** SUPPLIED RECORDS follows **

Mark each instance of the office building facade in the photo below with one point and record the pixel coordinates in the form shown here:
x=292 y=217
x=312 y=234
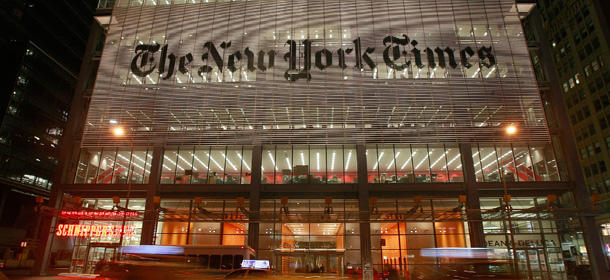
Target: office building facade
x=577 y=41
x=348 y=134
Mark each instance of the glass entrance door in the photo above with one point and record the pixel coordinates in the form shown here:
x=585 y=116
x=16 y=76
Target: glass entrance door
x=532 y=264
x=288 y=263
x=85 y=259
x=97 y=254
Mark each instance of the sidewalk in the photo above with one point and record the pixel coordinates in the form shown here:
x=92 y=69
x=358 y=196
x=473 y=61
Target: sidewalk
x=26 y=273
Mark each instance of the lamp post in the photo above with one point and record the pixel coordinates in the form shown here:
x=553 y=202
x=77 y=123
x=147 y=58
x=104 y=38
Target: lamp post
x=120 y=132
x=510 y=130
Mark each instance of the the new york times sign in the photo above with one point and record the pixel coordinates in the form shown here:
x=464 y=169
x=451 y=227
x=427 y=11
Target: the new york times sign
x=399 y=53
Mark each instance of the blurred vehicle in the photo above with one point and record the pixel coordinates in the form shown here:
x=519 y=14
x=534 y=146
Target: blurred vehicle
x=472 y=272
x=250 y=273
x=175 y=262
x=467 y=263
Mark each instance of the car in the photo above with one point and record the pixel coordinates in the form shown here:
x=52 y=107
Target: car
x=250 y=273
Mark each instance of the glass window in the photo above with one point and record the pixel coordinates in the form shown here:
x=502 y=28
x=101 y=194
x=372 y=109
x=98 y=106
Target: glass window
x=404 y=163
x=201 y=163
x=317 y=155
x=350 y=164
x=334 y=163
x=207 y=165
x=421 y=162
x=168 y=173
x=438 y=162
x=184 y=159
x=88 y=166
x=522 y=164
x=106 y=174
x=300 y=164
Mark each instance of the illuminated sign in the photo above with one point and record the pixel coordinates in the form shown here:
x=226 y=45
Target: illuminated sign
x=399 y=53
x=77 y=230
x=101 y=213
x=259 y=264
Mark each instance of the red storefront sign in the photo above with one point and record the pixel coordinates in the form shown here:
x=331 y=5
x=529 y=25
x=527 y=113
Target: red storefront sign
x=92 y=230
x=101 y=213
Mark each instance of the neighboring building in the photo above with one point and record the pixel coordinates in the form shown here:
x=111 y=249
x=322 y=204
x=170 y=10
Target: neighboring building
x=577 y=43
x=41 y=46
x=344 y=134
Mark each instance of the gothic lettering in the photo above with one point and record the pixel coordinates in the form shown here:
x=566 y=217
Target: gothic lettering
x=399 y=53
x=144 y=55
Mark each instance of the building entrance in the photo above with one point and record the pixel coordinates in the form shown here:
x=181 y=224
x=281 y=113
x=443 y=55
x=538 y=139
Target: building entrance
x=327 y=261
x=538 y=264
x=86 y=258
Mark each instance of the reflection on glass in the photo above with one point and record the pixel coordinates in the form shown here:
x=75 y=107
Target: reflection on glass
x=515 y=162
x=112 y=165
x=414 y=163
x=207 y=165
x=302 y=164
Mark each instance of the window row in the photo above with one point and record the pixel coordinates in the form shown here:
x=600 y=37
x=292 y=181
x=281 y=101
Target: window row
x=416 y=163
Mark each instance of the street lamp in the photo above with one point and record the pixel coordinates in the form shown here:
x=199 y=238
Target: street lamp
x=510 y=130
x=120 y=132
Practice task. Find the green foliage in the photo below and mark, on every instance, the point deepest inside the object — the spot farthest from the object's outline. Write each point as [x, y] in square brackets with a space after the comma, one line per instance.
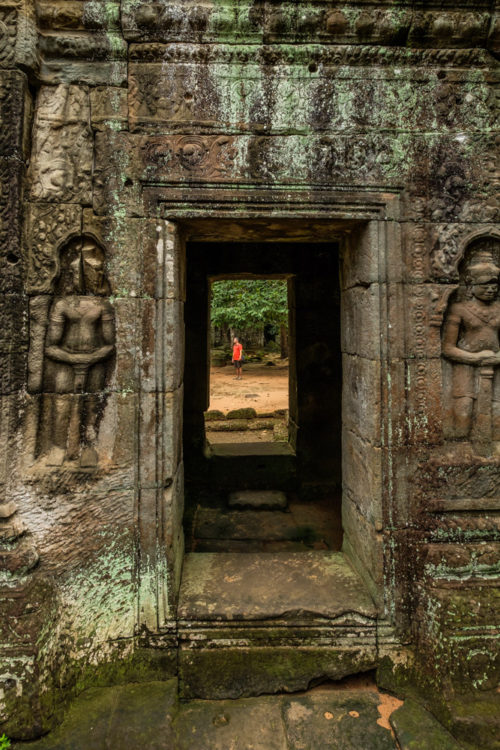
[249, 303]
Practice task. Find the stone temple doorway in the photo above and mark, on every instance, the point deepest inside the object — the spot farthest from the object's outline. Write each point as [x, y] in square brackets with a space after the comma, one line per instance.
[241, 611]
[282, 496]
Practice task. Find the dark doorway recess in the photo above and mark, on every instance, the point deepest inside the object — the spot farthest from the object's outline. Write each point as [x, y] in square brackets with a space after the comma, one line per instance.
[308, 468]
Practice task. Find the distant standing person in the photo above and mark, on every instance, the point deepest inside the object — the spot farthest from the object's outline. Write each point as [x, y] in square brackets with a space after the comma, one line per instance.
[237, 357]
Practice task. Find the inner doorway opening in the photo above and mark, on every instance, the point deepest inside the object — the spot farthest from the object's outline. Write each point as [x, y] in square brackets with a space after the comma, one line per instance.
[249, 361]
[296, 483]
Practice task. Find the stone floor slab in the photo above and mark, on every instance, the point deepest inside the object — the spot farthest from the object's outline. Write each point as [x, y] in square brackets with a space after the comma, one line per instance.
[129, 716]
[262, 586]
[246, 724]
[416, 728]
[258, 500]
[336, 720]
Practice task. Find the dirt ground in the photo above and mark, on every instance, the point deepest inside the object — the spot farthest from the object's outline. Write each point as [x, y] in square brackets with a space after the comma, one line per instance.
[263, 387]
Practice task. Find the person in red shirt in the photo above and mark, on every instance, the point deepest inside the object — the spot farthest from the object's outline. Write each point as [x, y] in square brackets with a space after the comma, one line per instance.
[237, 357]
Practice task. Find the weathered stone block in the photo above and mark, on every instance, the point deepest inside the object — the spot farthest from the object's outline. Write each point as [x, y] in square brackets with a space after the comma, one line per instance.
[361, 326]
[15, 108]
[160, 436]
[61, 166]
[362, 475]
[47, 228]
[215, 673]
[108, 108]
[362, 397]
[363, 545]
[164, 261]
[162, 344]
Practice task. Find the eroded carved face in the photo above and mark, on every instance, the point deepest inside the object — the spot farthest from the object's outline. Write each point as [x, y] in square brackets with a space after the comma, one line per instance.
[83, 269]
[485, 290]
[94, 277]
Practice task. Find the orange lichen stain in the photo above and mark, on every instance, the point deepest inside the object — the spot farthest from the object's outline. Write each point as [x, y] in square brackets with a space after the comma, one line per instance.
[388, 704]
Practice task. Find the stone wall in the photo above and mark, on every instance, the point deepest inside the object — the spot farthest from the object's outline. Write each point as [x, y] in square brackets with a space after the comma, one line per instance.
[125, 130]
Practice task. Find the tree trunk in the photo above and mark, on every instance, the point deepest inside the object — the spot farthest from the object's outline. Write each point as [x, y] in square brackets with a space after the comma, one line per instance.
[284, 342]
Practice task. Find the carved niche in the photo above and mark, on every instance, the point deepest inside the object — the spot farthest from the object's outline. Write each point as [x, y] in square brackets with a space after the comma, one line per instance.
[71, 358]
[471, 350]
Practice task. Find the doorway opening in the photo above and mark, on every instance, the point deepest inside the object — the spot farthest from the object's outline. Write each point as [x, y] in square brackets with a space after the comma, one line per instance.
[248, 496]
[249, 361]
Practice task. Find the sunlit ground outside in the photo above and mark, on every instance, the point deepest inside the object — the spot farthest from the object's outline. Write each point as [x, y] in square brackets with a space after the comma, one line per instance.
[255, 408]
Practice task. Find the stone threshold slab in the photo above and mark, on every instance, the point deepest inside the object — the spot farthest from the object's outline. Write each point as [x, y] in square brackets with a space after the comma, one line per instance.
[230, 450]
[267, 586]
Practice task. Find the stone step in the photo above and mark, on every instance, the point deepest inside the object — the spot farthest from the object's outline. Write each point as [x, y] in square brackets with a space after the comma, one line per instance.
[300, 526]
[267, 586]
[270, 622]
[258, 499]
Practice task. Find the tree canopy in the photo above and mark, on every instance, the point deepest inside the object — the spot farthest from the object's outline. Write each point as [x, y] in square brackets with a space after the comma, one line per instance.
[249, 303]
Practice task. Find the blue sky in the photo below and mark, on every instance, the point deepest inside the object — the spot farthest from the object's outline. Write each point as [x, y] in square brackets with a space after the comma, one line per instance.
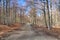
[21, 2]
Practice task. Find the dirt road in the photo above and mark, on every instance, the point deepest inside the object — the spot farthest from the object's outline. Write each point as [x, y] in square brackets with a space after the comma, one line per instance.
[28, 35]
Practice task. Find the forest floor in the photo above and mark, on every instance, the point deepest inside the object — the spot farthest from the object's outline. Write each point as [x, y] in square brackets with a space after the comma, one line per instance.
[14, 32]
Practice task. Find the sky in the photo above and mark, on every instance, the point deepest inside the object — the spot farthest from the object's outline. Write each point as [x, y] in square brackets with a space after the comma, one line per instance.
[21, 2]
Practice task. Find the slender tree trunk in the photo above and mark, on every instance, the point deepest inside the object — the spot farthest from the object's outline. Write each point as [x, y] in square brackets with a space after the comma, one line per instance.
[49, 25]
[45, 15]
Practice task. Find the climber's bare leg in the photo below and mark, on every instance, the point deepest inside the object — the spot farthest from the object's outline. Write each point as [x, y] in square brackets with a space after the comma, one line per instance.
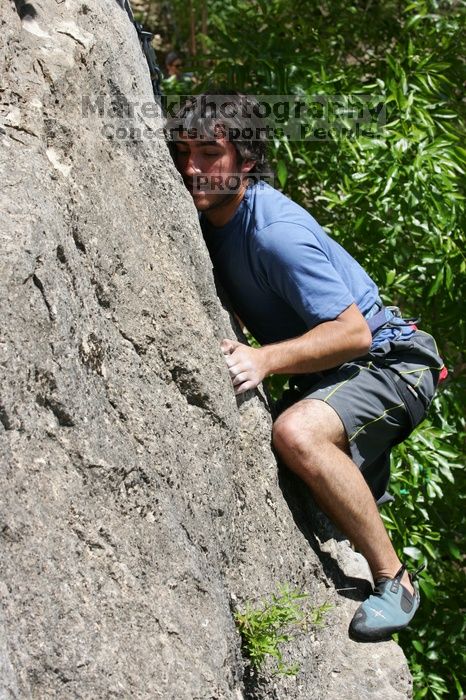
[311, 440]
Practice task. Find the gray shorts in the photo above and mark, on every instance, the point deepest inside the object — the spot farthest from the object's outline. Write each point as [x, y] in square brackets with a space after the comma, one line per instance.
[366, 396]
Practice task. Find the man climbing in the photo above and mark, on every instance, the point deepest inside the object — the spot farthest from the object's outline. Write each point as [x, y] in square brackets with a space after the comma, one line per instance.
[364, 377]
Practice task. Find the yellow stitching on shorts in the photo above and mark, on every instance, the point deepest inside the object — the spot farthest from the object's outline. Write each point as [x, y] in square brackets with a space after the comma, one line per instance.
[387, 410]
[338, 386]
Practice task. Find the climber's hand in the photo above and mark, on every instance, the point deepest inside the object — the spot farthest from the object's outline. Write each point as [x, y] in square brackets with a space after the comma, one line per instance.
[246, 365]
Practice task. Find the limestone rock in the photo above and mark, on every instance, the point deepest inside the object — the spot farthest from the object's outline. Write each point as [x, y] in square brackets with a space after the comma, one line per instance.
[140, 504]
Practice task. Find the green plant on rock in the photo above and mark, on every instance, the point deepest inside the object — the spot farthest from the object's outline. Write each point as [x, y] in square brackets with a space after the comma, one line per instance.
[264, 629]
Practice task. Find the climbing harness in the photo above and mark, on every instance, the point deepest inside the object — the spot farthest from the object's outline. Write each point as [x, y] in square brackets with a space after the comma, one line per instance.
[145, 38]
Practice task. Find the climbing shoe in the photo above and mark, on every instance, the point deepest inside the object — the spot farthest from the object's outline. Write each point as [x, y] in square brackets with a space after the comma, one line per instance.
[389, 609]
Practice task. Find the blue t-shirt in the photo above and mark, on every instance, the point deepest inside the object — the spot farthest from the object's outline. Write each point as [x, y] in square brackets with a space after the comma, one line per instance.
[282, 273]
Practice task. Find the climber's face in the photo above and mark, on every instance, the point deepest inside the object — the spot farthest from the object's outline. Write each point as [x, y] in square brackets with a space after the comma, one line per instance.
[213, 175]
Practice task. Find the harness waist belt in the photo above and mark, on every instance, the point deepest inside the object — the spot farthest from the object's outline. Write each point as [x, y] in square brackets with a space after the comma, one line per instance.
[378, 320]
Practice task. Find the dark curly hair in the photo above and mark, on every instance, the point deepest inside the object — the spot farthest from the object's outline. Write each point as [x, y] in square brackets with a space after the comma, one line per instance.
[235, 117]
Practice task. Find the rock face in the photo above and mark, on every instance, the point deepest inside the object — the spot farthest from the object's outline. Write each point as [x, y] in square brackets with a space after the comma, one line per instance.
[140, 505]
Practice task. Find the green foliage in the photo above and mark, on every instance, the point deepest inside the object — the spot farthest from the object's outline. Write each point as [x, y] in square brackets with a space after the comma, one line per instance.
[266, 628]
[393, 197]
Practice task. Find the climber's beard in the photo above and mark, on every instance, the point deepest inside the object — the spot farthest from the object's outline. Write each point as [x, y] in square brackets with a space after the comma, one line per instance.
[207, 200]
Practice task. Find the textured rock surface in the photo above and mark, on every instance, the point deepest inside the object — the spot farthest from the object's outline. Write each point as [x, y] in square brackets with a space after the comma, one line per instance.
[139, 503]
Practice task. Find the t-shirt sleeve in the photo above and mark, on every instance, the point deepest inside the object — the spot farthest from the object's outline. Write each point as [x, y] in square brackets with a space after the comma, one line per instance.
[299, 271]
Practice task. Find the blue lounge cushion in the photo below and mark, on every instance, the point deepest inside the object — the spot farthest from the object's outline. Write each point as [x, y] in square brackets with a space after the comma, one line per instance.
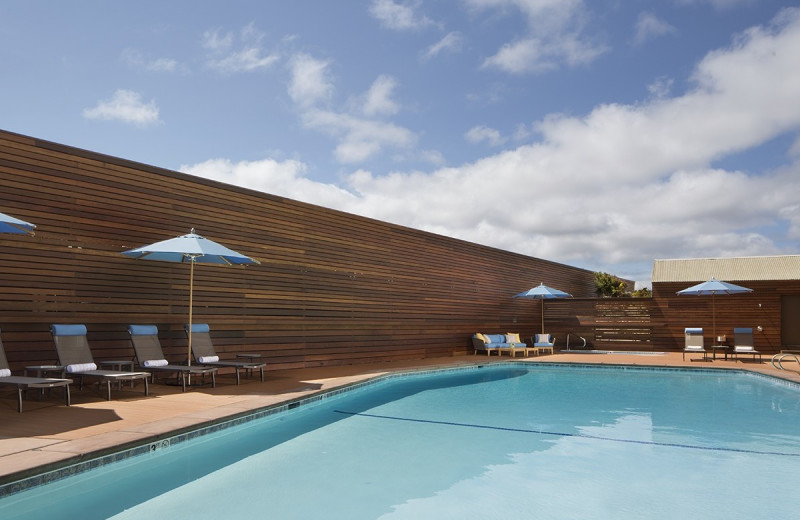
[143, 330]
[198, 327]
[68, 330]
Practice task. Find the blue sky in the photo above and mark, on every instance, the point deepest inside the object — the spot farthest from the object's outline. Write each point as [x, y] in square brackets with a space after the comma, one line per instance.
[600, 134]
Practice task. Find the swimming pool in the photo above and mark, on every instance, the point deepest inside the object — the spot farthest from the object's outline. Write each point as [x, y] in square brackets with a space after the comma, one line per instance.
[509, 441]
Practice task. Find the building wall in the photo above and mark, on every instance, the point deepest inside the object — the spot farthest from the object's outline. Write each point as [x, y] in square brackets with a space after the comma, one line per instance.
[761, 308]
[332, 288]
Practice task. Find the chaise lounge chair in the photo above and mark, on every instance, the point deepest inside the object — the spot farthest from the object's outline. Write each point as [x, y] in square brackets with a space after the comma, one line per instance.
[694, 342]
[543, 343]
[204, 353]
[743, 342]
[25, 383]
[74, 354]
[149, 355]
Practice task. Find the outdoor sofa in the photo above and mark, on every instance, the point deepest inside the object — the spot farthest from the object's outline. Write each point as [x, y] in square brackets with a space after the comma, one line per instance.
[500, 343]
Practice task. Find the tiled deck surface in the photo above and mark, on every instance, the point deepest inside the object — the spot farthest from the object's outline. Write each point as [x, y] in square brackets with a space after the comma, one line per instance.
[48, 433]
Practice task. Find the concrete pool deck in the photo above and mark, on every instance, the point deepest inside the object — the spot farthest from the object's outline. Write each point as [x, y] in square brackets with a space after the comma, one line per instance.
[48, 434]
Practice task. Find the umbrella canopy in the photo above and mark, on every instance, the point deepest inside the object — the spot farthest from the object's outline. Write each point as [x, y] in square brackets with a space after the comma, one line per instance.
[191, 249]
[711, 288]
[9, 224]
[542, 292]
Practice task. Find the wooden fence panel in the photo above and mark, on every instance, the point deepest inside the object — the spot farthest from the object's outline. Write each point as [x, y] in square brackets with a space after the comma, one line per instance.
[332, 288]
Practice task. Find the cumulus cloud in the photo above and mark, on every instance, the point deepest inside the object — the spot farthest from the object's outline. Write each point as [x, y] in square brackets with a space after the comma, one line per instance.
[359, 129]
[649, 26]
[480, 133]
[556, 36]
[310, 81]
[136, 59]
[378, 100]
[126, 106]
[359, 138]
[398, 16]
[226, 57]
[286, 179]
[451, 42]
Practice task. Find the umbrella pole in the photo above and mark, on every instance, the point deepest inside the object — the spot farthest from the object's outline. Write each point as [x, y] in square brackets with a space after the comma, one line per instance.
[191, 297]
[713, 320]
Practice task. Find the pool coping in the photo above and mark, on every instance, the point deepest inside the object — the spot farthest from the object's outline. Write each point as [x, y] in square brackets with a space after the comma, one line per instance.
[13, 483]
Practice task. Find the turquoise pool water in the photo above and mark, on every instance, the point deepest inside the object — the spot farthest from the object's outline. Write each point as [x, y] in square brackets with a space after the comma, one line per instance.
[504, 442]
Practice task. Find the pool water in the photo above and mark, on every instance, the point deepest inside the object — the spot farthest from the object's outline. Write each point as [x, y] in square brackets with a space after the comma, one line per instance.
[508, 442]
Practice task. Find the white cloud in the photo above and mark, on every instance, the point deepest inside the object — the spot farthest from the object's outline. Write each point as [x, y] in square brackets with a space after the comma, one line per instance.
[310, 81]
[451, 42]
[649, 26]
[359, 131]
[661, 87]
[720, 4]
[359, 138]
[378, 100]
[478, 134]
[249, 57]
[286, 179]
[136, 59]
[398, 16]
[556, 36]
[126, 106]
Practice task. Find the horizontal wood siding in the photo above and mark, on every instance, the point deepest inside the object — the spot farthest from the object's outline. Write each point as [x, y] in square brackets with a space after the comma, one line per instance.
[761, 308]
[332, 288]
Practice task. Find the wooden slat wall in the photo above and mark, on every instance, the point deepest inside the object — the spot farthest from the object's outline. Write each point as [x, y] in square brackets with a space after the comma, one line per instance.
[658, 323]
[332, 288]
[762, 308]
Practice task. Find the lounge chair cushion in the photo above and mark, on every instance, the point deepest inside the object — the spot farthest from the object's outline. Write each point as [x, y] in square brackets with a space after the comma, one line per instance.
[81, 367]
[143, 330]
[68, 330]
[198, 327]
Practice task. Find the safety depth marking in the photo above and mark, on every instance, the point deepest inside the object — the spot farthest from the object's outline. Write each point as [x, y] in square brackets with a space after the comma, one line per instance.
[561, 434]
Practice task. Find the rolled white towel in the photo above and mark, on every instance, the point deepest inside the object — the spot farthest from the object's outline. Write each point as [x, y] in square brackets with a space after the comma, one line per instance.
[81, 367]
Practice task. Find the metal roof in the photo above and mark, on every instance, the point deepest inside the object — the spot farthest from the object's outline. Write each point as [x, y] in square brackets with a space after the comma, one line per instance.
[786, 267]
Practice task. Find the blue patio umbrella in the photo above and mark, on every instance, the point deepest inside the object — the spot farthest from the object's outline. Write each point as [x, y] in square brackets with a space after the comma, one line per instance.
[191, 249]
[711, 288]
[9, 224]
[543, 292]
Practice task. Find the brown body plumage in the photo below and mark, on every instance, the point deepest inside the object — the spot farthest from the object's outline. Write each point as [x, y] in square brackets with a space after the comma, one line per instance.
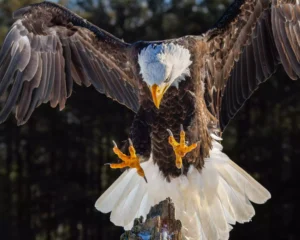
[197, 81]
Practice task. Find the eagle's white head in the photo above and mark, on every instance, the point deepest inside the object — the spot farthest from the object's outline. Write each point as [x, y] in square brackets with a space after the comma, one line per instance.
[162, 66]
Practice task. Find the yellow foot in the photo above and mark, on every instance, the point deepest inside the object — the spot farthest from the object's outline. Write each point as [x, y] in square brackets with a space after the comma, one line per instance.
[180, 148]
[131, 161]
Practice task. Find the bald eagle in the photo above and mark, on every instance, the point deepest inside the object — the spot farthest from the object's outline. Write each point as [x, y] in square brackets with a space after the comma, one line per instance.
[183, 91]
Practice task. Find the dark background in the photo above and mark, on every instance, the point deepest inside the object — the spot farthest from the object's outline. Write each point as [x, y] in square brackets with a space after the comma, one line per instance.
[51, 169]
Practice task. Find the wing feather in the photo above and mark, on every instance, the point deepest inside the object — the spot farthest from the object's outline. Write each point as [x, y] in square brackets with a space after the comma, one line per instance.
[49, 47]
[250, 41]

** End of SUPPLIED RECORDS **

ASSIGNMENT: An exact copy of the lines above, from the one containing "x=322 y=204" through the one containing "x=181 y=224", is the whole of the answer.

ANSWER FOR THE TASK:
x=322 y=204
x=170 y=10
Target: neighboring building
x=577 y=43
x=41 y=46
x=344 y=134
Mark each instance of the gothic lettering in the photo above with one point and record the pixel coordinates in the form shown here:
x=566 y=217
Target: gothic lettering
x=399 y=53
x=144 y=55
Mark each instance of the building entrance in the photo above with one point and record the pixel coordinates in the form shown here:
x=181 y=224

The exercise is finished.